= Given passage =
********

3. The final act was brief – just one start, during which Cole allowed five runs in only two innings. With their playoff hopes erased, the Pirates shut Cole down for the year to avoid making things worse.
He didn't have surgery this offseason, so gauging the future of those issues is difficult.
Cole Goes Cold
The various injuries likely caused him to leave more of his pitches over the plate, and his heavy reliance on a fastball-slider approach made him predictable, as two of my favorite pitcher TV analysts, MLB Network's Al Leiter and John Smoltz, said:
As Leiter said, "there was crispness to" Cole's fastball and slider in 2015. The movement was much better by both pitches when they danced off the plate. Smoltz pointed out Cole didn't have his "finish" to his pitches – follow-through, more so, when completing the delivery.
Cole himself recently admitted his mechanics veered off course when he was struggling physically:
A small arsenal with predictability that was used with physical limitations isn't good for any starting pitcher over the course of five, six, seven innings. Along with his bad control, this bad combination justified other career worsts in his .345 BABIP and 8.5 swinging-strike percentage.
While statistical trends say that, all things equal, his BABIP should dip back toward .300, his failures to work effectively around the strike zone makes that gaudy number more believable.
Why He Could Heat Up Again
While technical difficulties and health left Cole ineffective, Doug Thorburn, one of RotoWire's resident pitching experts, rated Cole's mechanics a 6 out of 7 in his Top 40 starting pitcher rankings, so there's something to be said about Cole when all is right.
Despite all his woes, Cole also maintained an average fastball velocity (95.2) close to his career average (95.5).
Plus, despite the BABIP blowing up, MLB's Statcast data paints quite the favorable picture. Opposing hitters "barreled" his pitches at just a two percent rate, one of the best performances of anyone with near 300 batted-ball events (he had 298), and his opponents' average exit velocity of 88.5 mph was decent.
The contact wasn't sound, despite it being more frequent.

********

= Explore the material =
**1)** Using the passage about Cole's pitching, decide whether each statement below is true: (a) Cole had surgery during the offseason. (b) Cole's average fastball velocity stayed close to his career average. (c) Thorburn gave Cole's mechanics a rating of 5 out of 7. Answer yes or no for each, and quote the words from the passage that settle it.
**2)** Write the next part of the passage about Cole's pitching, picking up after its last sentence.
The listing after this passage is not needed for anything here.

= Material provided =
********

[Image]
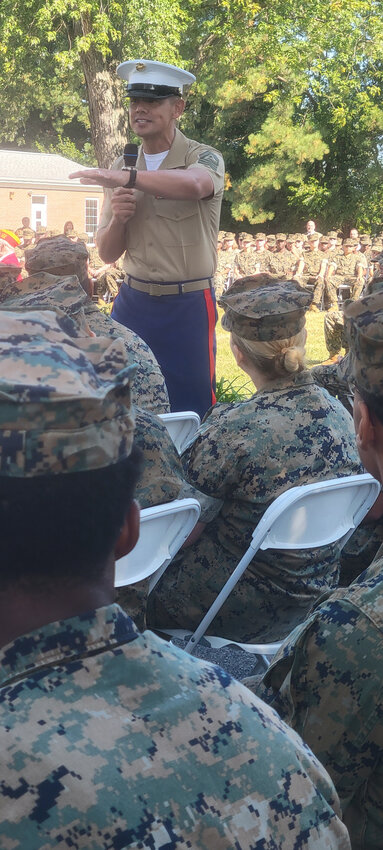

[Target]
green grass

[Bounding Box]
[216,308,329,394]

********

= Outputs for the tasks =
**1)**
(a) No: "He didn't have surgery this offseason"
(b) Yes: "Cole also maintained an average fastball velocity (95.2) close to his career average (95.5)"
(c) No: "rated Cole's mechanics a 6 out of 7"

**2)**
Cole also wasn't burned by the long ball: His HR/FB was the second-lowest of his career at 6.8 percent, and as he sustained a 29.0 percent flyball rate for the second straight year, he nearly doubled the amount of infield flyballs induced from 2015 when he posted an excellent 11.7 percent, a career high.
Given that his career-high walk rate was 2.88, that's a good sign he'll fix things if he's healthy. Control has never been an issue.
Having a catcher like Francisco Cervelli, one of the game's best pitch framers, will help once Cole relearns how to paint corners effectively, and playing in a home stadium like PNC Park, one of the league's friendliest for pitchers, sets him up for success.
Final Word
Cole opted to rest his elbow instead of undergoing any surgery. Team doctors gave him a clean bill of health at the start of spring training, during which he's in line to have a normal workout program, unlike last year.
Still, fantasy owners (rightly) will have reservations about going all-in on a rebound because there was no concrete fix to his issues, which emphasizes his risk for re-injury.
On the other hand, Pittsburgh is a trustworthy organization for pitcher development and maintenance, particularly in on-field performance. Pitching coach Ray Searage can help him regain the proper finish on his pitches to prevent them from hanging over the strike zone, as shown in the MLB video montage.
Cole squarely belongs in the middle-rounds tier of high-risk, high-reward fantasy starting pitchers. In fact, his NFBC ADP of 115.80 (hovering him near round eight in the 15-teamer) puts him in bust territory, with his NL-only price expected to be much higher, with less margin for error.
It may pay handsomely to take him at that spot in shallower leagues, though, because those owners can absorb more risk with more access to replacement options should he miss time.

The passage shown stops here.